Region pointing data
[Start of section]
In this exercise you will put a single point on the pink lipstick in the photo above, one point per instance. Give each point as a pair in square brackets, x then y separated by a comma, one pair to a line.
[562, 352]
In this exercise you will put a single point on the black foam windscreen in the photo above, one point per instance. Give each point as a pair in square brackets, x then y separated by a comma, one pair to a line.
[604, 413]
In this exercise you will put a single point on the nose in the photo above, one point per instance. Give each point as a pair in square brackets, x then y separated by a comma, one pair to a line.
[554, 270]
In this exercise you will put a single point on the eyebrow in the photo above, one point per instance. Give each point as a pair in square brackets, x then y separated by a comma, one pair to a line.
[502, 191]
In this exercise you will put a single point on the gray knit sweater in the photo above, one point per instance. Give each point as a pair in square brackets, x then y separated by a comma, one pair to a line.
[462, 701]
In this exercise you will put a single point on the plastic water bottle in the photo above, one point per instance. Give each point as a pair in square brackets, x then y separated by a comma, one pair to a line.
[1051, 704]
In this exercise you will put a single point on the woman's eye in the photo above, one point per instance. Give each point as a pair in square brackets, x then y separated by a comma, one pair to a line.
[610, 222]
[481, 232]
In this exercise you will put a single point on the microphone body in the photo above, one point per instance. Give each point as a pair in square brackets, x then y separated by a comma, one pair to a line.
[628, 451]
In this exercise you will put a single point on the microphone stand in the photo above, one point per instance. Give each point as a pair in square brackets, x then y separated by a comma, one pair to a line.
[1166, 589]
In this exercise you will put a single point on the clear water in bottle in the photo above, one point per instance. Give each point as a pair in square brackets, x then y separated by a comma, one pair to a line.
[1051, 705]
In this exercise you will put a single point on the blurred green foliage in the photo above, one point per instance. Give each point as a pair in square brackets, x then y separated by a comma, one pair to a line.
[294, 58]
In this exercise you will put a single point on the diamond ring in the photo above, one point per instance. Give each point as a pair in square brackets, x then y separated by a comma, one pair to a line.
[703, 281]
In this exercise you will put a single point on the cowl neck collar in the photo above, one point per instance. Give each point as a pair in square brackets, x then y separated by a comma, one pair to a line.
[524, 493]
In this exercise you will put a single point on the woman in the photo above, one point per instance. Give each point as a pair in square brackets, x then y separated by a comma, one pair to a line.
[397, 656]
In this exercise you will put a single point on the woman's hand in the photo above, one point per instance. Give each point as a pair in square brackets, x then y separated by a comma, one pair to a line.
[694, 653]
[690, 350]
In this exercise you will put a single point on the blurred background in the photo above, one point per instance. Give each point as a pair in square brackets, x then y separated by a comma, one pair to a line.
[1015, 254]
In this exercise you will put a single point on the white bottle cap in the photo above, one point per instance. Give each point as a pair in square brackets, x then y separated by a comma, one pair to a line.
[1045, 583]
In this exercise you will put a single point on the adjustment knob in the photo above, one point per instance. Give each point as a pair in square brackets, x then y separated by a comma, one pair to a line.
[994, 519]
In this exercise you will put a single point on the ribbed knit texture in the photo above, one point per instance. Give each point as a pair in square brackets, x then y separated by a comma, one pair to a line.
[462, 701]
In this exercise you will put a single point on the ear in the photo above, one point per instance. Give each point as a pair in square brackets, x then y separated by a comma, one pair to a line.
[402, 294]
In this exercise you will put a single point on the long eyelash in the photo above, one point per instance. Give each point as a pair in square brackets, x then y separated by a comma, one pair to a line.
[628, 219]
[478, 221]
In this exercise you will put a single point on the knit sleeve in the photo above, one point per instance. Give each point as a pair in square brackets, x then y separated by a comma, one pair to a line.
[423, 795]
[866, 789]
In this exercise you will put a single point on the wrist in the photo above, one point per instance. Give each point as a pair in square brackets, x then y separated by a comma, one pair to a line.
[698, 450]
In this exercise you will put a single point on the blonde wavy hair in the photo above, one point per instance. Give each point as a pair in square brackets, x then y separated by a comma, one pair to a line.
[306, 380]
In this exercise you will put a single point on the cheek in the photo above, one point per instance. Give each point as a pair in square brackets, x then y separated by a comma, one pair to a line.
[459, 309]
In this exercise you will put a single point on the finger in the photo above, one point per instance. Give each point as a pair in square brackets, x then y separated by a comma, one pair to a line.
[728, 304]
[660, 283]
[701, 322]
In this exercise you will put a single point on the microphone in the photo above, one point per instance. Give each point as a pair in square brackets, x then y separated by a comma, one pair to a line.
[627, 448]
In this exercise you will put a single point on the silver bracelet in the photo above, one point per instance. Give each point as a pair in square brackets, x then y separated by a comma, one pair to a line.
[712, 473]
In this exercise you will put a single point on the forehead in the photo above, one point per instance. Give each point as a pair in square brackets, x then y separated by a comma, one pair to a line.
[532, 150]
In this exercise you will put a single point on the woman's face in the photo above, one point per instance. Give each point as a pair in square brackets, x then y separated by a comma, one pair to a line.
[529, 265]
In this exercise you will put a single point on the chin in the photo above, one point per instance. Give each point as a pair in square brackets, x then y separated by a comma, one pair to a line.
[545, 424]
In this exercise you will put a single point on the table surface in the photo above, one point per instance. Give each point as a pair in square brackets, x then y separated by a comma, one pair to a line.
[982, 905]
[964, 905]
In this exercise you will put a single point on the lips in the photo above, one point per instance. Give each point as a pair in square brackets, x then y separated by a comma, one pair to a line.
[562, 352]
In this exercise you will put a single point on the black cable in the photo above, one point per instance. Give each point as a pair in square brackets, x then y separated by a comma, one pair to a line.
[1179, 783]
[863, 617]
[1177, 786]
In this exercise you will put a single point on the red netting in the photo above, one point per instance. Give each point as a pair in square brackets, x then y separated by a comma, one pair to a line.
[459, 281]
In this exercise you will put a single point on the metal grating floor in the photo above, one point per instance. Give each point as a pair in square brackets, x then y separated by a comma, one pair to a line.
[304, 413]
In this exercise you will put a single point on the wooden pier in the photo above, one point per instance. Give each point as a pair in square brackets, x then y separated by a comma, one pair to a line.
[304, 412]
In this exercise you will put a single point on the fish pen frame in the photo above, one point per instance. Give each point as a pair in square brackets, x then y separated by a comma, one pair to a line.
[End of section]
EXERCISE DETAILS
When you reach the end of the data, retype all of it exactly.

COMPLETED EXERCISE
In this exercise you will put a single point on the pink lipstick in the photo above, one point per instance. Give each point as a pair in square brackets, x then y separated by a comma, one pair to a line.
[562, 352]
In this exercise you will put a single point on the black foam windscreen in the photo above, one point per instance. Give each point as a pair in square brackets, x then y separated by a comma, one pair to a line.
[604, 413]
In this exercise you will put a single point on the nose in the photo above, one point per instance. Give each point as a pair in square brackets, x then y separated by a comma, one pair to a line.
[554, 270]
In this exercise you will put a single point on the eyebrow in the photo above, one point per instance. Give each point as a pair in square brackets, x then y separated by a comma, one pair to a line.
[502, 191]
In this exercise you will put a single point on the gray knit sweater in the photo above, one point per instance. Give each point as a pair in square brackets, x then y separated by a comma, one pair to a line.
[462, 701]
In this exercise you will put a single point on the plastic water bottle in the photo above, one point per instance. Give each point as a pair in square brackets, x then y separated by a comma, one pair to a line.
[1051, 704]
In this exercise you will put a single point on the woman's eye in the photo above, one point per instance. Give each point as a pair in square brackets, x then y separated by a comma, one pair to a line.
[610, 222]
[481, 232]
In this exercise you will put a single point on the microphone body in the photo above, one point per instance. Give each point as a pair in square brackets, x then y separated by a comma, one pair to a line.
[628, 451]
In this exercise you will put a single point on the microphone stand in the photo above, one point per instance. Give each point as a pair in square brackets, x then y separated by a comma, one pair to a line.
[1166, 589]
In this exercise you will put a single point on the clear water in bottle in the photo above, one point per instance. Give each point as a pair in square brackets, x then y separated by a comma, one pair to a line.
[1051, 705]
In this exercise you will put a single point on the blurred green foliage in the photo above, one point per instance. Give each point as a pair in square brackets, x then y separated by a comma, one pair to a line.
[294, 58]
In this exercise you will put a single point on the diamond ring in the photo above, one point per instance. Give each point as a pair in square brackets, x then y separated by a comma, one pair to a line.
[703, 281]
In this exercise you will put a single point on the cowl neck collar in the photo above, one point per instance. Give each point as a pair in square brackets, x then y separated by a comma, one pair to a line.
[524, 493]
In this exercise you will put a single point on the woman in the photo above, one point per instance. Give each point as a pair in square brackets, x then y separated by a comma, one pair to a line.
[397, 656]
In this exercise you will put a single point on the woman's hand in the photo above, one point per instance. Give each point as a pair in square brackets, x then y separated by a comma, one pair to a line.
[694, 653]
[690, 350]
In this exercise you will put a single point on the blurred background in the photo above, one point per instance. Give each point as a pair in square brackets, x then y separated by a comma, one pair to a line.
[1015, 254]
In this exercise you will put a single point on the white bottle cap in the photo above, one point per instance. Give each point as a pair in square brackets, x then y separated by a comma, one pair to a line.
[1045, 583]
In this exercise you will put a single point on the adjustment knob in the photo above, one point per instance. Give each point as a pair in square brackets, x then y separated by a comma, one pair to a line.
[994, 519]
In this exercise you will put a single point on the ribbed knit texture in the photo above, one point per instance. Give each point as a pair in square brackets, x then y separated by a comma, one pair to a line.
[462, 701]
In this exercise you will put a single point on the ear in the photo above, one point per instance. Give each point as a pair in square brackets, x then y separated by a comma, one pair to a line.
[402, 294]
In this exercise you will put a single point on the long eyelash in the photo above, one point per instance. Give each point as a pair in square brackets, x then y separated by a comma, one pair to a line.
[628, 219]
[478, 221]
In this exercise you will put a single point on the knit sleeve in the photo above, one point per instance. Give each point as a pair in square brackets, x then y separated by a comma, one pair to a line.
[423, 795]
[866, 789]
In this exercise you will put a single point on the wrist in the photo above, one point per instance. Give each point as a pair in square brackets, x then y separated by a comma, one pair to a line.
[698, 450]
In this exercise you will put a single point on the blonde wavy hair in the photo above, one point per instance. Give each point as a pair in square brackets, x then y separated by a comma, one pair to a line.
[306, 380]
In this exercise you will put a single point on the cheek in the photo above, one point per instance. Give each point as a pair in square brackets, x then y separated by a comma, one pair to a line.
[459, 309]
In this exercise you will put a single point on the finger in the photo above, one point per instance. Give each point as a pair in square brackets, x then y separated by a comma, one pair to a line.
[728, 304]
[660, 283]
[701, 322]
In this exercise you will put a single point on the microphone in the photo above, one point per instance. Give each point as a pair in square brackets, x then y separated by a comma, one pair to a line.
[627, 448]
In this exercise you will put a single point on the silver bracelet in the photo above, one point per instance. Give each point as a pair in square brackets, x then y separated by a comma, one pair to a line.
[712, 473]
In this exercise you will put a single point on the forehead in the photo above, one point per instance. Give each point as a pair in square brackets, x then y separated by a comma, one pair to a line.
[532, 150]
In this exercise you will put a single point on the woman's face in the photo above, one point per instance. Give each point as a pair in square brackets, x then y separated by a comma, one pair to a line.
[529, 265]
In this exercise you will put a single point on the chin in the photo above, one point per instance. Give each point as a pair in square brackets, x then y separated by a comma, one pair to a line.
[545, 424]
In this exercise you will put a single point on the table surface in the photo above, one point per instance. Give each point as a pair in square brackets, x then y separated by a comma, one pair to a line.
[982, 905]
[964, 905]
In this exercise you will put a single point on the lips in the photo above, one point per instance. Give each point as a pair in square brackets, x then y separated by a comma, one pair to a line.
[562, 352]
In this exercise you will put a single point on the black cable in the photo above, one point per instance. Give each point as a pair in square brackets, x then y separated by a comma, one pair to a line.
[1179, 783]
[863, 617]
[1177, 786]
In this exercise you will put a single point on the red netting in the photo above, one point per instance. Give each point as a pair in square brackets, x then y separated by a comma, one pair to a line.
[459, 281]
In this exercise you will put a single point on the metal grating floor in the photo above, one point per instance. Give each point as a pair in square brackets, x then y separated by a comma, one pair to a line.
[304, 413]
In this exercise you will put a single point on the wooden pier in the photo above, one point per instance. Give each point as a pair in square brackets, x then y separated by a comma, one pair to a line.
[304, 412]
In this exercise you will put a single point on the fish pen frame in the photo above, one point per instance. Give each point as a pair in square brackets, x then y separated by a comma, one pair to a line.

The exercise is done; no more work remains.